§ **Work order 1**: In the passage on U.S. distributed energy resources, what will push DER spending to a new peak in 2025? Answer in one to three sentences.
§ **Work order 2**: Please turn the paragraph of the passage on U.S. distributed energy resources that begins "Cumulative U.S. DER investments" into a short bulleted list that keeps its main facts.
§ **Work order 3**: Carry on the passage on U.S. distributed energy resources from the point where it stops.

§ **Document segment**:
Cumulative distributed energy resource capacity in the United States will reach 387 gigawatts by 2025, according to a new Wood Mackenzie report.

The DER mix is evolving quickly away from nonresidential load management, which made up two-thirds of all U.S. DER capacity in 2015 but will make up less than half by 2025. 

The solar, electric vehicle infrastructure and residential load management potential install base will account for more than 90 percent of DER capacity installed between 2016-2025. 

Cumulative U.S. DER investments will eclipse $110.4 billion between 2020 and 2026. Solar, EV infrastructure, battery storage and grid-interactive water heaters sales growth will drive spending to a new peak in 2025.  

Hundreds of gigawatts of DER capacity in the balance

According to the North American Electric Reliability Corporation, which regularly assesses the balance between supply and demand to ensure reliability, the need for demand response in North America will remain flat at around 35 gigawatts through 2025. However, NERC’s assessment of demand response needs is based on a traditional approach to resource planning.

§ **Supplied material**:
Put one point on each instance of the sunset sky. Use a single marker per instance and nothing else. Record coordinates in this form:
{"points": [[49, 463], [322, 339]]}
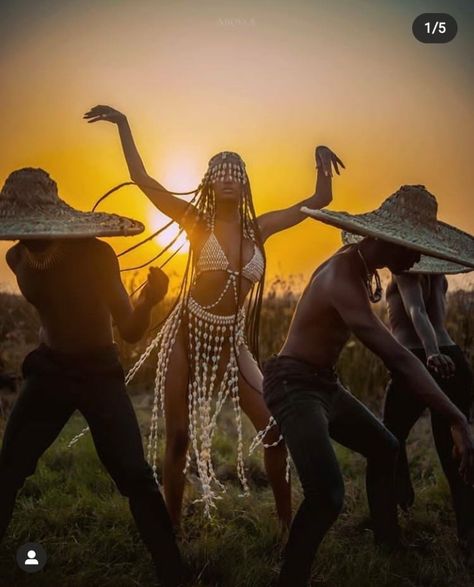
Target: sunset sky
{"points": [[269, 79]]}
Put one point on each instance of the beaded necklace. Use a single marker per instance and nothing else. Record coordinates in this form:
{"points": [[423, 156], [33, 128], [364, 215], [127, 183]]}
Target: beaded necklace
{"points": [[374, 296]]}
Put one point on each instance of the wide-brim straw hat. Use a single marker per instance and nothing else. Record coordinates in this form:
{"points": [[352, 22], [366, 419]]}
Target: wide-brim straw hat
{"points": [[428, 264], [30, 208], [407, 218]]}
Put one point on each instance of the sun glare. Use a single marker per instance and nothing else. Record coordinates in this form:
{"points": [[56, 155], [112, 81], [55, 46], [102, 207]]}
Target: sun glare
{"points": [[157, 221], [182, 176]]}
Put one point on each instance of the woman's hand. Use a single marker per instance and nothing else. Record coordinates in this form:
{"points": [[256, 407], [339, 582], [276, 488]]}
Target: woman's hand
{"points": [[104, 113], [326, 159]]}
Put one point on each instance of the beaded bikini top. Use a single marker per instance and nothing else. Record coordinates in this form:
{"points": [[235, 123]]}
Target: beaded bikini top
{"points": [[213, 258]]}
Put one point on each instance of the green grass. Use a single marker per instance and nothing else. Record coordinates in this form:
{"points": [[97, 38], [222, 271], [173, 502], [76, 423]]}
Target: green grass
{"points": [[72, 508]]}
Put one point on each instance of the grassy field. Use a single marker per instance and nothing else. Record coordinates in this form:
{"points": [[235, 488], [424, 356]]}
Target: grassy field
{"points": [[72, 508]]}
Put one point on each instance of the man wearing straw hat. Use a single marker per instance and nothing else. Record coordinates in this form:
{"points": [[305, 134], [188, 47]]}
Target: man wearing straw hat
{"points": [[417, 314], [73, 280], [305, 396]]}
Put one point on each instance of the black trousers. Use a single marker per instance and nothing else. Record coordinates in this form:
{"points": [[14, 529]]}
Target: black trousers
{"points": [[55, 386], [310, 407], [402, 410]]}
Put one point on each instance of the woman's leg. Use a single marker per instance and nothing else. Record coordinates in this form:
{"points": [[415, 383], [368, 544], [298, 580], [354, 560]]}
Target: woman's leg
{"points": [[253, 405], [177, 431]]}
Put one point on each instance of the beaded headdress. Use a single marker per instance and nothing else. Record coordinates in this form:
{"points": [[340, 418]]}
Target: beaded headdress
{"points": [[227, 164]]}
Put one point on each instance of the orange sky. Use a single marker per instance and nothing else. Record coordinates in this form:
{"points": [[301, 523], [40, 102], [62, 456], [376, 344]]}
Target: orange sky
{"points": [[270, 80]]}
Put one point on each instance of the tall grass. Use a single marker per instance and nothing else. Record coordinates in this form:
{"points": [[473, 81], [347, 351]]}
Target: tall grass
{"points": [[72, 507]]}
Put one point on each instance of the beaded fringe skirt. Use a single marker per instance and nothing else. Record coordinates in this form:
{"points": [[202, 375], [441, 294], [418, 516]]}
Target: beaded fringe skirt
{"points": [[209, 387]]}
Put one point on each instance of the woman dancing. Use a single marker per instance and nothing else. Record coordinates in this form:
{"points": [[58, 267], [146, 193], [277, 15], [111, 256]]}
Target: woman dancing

§ **Response 1**: Growing sales of solar, EV infrastructure, battery storage and grid-interactive water heaters will drive U.S. DER spending to a new peak in 2025.

§ **Response 2**:
- Cumulative U.S. DER investments will top $110.4 billion between 2020 and 2026.
- Sales growth in solar, EV infrastructure, battery storage and grid-interactive water heaters will drive the spending.
- Spending will reach a new peak in 2025.

§ **Response 3**:
The total DER capacity from residential load management, distributed solar, distributed storage, EV charging and distributed fossils will exceed the reliability requirement assessment by 352 gigawatts by 2025. The presence of DERs on the grid at far greater volumes than the demand response needs for reliability forecast by NERC underscores the untapped potential for DERs to shape load and integrate renewables onto the grid.

A new phase of grid planning is on the horizon in the U.S., though progress has been slow.

In September 2019, the Federal Energy Regulatory Commission concluded that it is interested in further exploring the interconnection of distribution-connected DERs, including load management opportunities. FERC’s pending rulemaking on aggregated DERs will significantly impact how load management potential will be used to provide system flexibility, reliability and resiliency. In the meantime, these DERs will provide valuable services to customers by reducing load, demand peaks and exposure to dynamic rates, in addition to improving comfort and customer control.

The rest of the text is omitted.